**** Trecho citado ****

Mitski. Crédito: Divulgação. Arte: Mad Sound

Mitski para de resistir ao fim de uma era em ‘Laurel Hell’

Sem uma linha para se guiar, Mitski simplesmente aceita as coisas como elas são; mas o que vem pela frente continua um mistério

Para uma era de fãs de Mitski que chegou entre 2018 e 2022, a perspectiva de um novo álbum era emocionante. Talvez essa não seja a palavra correta, é um sentimento mais intenso e até desesperador, mas carregado de emoções mesmo assim. Laurel Hell chegou poucos dias depois do primeiro álbum da cantora, Lush, fez 10 anos e serviu o que centenas de novos fãs esperavam, mas não foi o suficiente.

Não parece ser novidade para ninguém que a cantora tem sérios problemas com a indústria da música. Ela não seria a primeira e não será a última, mas Mitski anunciou, após terminar um show no Central Park, em Nova York, que estaria se afastando da carreira dela.

A maioria das músicas do novo álbum (e até mesmo de álbuns anteriores) demonstra o custo de fazer arte em relação a quem ela é como artista e as expectativas em cima da criação, além de uma vontade inerente de se aprofundar em si mesma, se examinar; a busca incessante de algo que nem mesmo Mitski sabe o que é. 

O desejo de cavar cada vez mais fundo, sem descanso, é o que ela está se referindo com o primeiro single “Working For The Knife”, com os sintetizadores da música rangendo, o violão no fundo mantendo a estrutura da música, mesmo que passe despercebido. A faixa deixa claro que qualquer que seja a força opressiva de sua escolha (capitalismo, questões de saúde mental, idade, entre outros) não tem escapatória.

Ela ainda volta esse tema em “Love Me More”, faixa com a melodia mais exuberante, no estilo dos anos 80, explicando que para que ela consiga amar o que faz, ela deve ser amada de volta, ao ponto de sufocar. “How do other people live? / I wonder how they keep it up? / When today is finally done / There’s another day to come / Then another day to come”. À medida que os limites entre arte e autoestima se desfazem, ela é apoiada por melodias teatrais de teclado no estilo ABBA

Já em “Stay Soft”, com os sintetizadores brilhando e caminhando em círculos, até faz parecer uma canção de amor protetora, dirigida especialmente ao seu próprio autor. O refrão é doloroso, estimulando um ponto desconfortável em que a dor e a honestidade brutal de um artista se torna uma mercadoria, e que se não é possível aguentar essa carga, crie uma casca para se proteger.

A cada disco, o som e estilo de Mitski ficaram maiores e mais grandiosos, mas ainda mantendo o elemento mais “cru” de seu álbum de estreia, assim como o lado de melancolia assombrosa de Puberty 2, de 2016. Laurel Hell, muitas vezes combina escuridão com luzes estroboscópicas, como em “Should’ve Been Me”. Depois de explorar o isolamento de se sentir como um “ninguém”, as explorações de Mitski de ser alguém provam-se igualmente convincentes.

Mesmo com um avanço gigantesco de produção, deixando seus álbuns mais polidos e profissionais ao longo da primeira década de sua carreira, o timbre da voz de Mitski ainda carrega uma sensação de afastamento, de uma artista sempre se pegando no ato de autoexposição. Essa qualidade distanciada não impediu sua adoção em massa por adeptos da estética online “menina triste”, que levou ao caos desenfreado com as músicas “Nobody” e “Washing Machine Heart” na rede social de vídeo favorita da geração Z.

**** Material fornecido ****

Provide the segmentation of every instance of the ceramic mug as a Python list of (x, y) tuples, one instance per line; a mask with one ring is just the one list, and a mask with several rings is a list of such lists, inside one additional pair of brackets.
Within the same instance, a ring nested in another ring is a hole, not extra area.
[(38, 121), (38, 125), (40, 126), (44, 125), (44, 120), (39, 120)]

****

- _Tarefas propostas_:
1. Segundo a resenha, depois de qual show Mitski anunciou que estaria se afastando da carreira?
2. Troque "cantora" por "artista" na parte da resenha que começa em "Para uma era" e segue até "da carreira dela.", e escreva essa parte de novo com a troca feita.
O material não é necessário para resolver a atividade.

- _Respostas do exercício_:
1. Depois de um show no Central Park, em Nova York.

2.
Para uma era de fãs de Mitski que chegou entre 2018 e 2022, a perspectiva de um novo álbum era emocionante. Talvez essa não seja a palavra correta, é um sentimento mais intenso e até desesperador, mas carregado de emoções mesmo assim. Laurel Hell chegou poucos dias depois do primeiro álbum da artista, Lush, fez 10 anos e serviu o que centenas de novos fãs esperavam, mas não foi o suficiente.

Não parece ser novidade para ninguém que a artista tem sérios problemas com a indústria da música. Ela não seria a primeira e não será a última, mas Mitski anunciou, após terminar um show no Central Park, em Nova York, que estaria se afastando da carreira dela.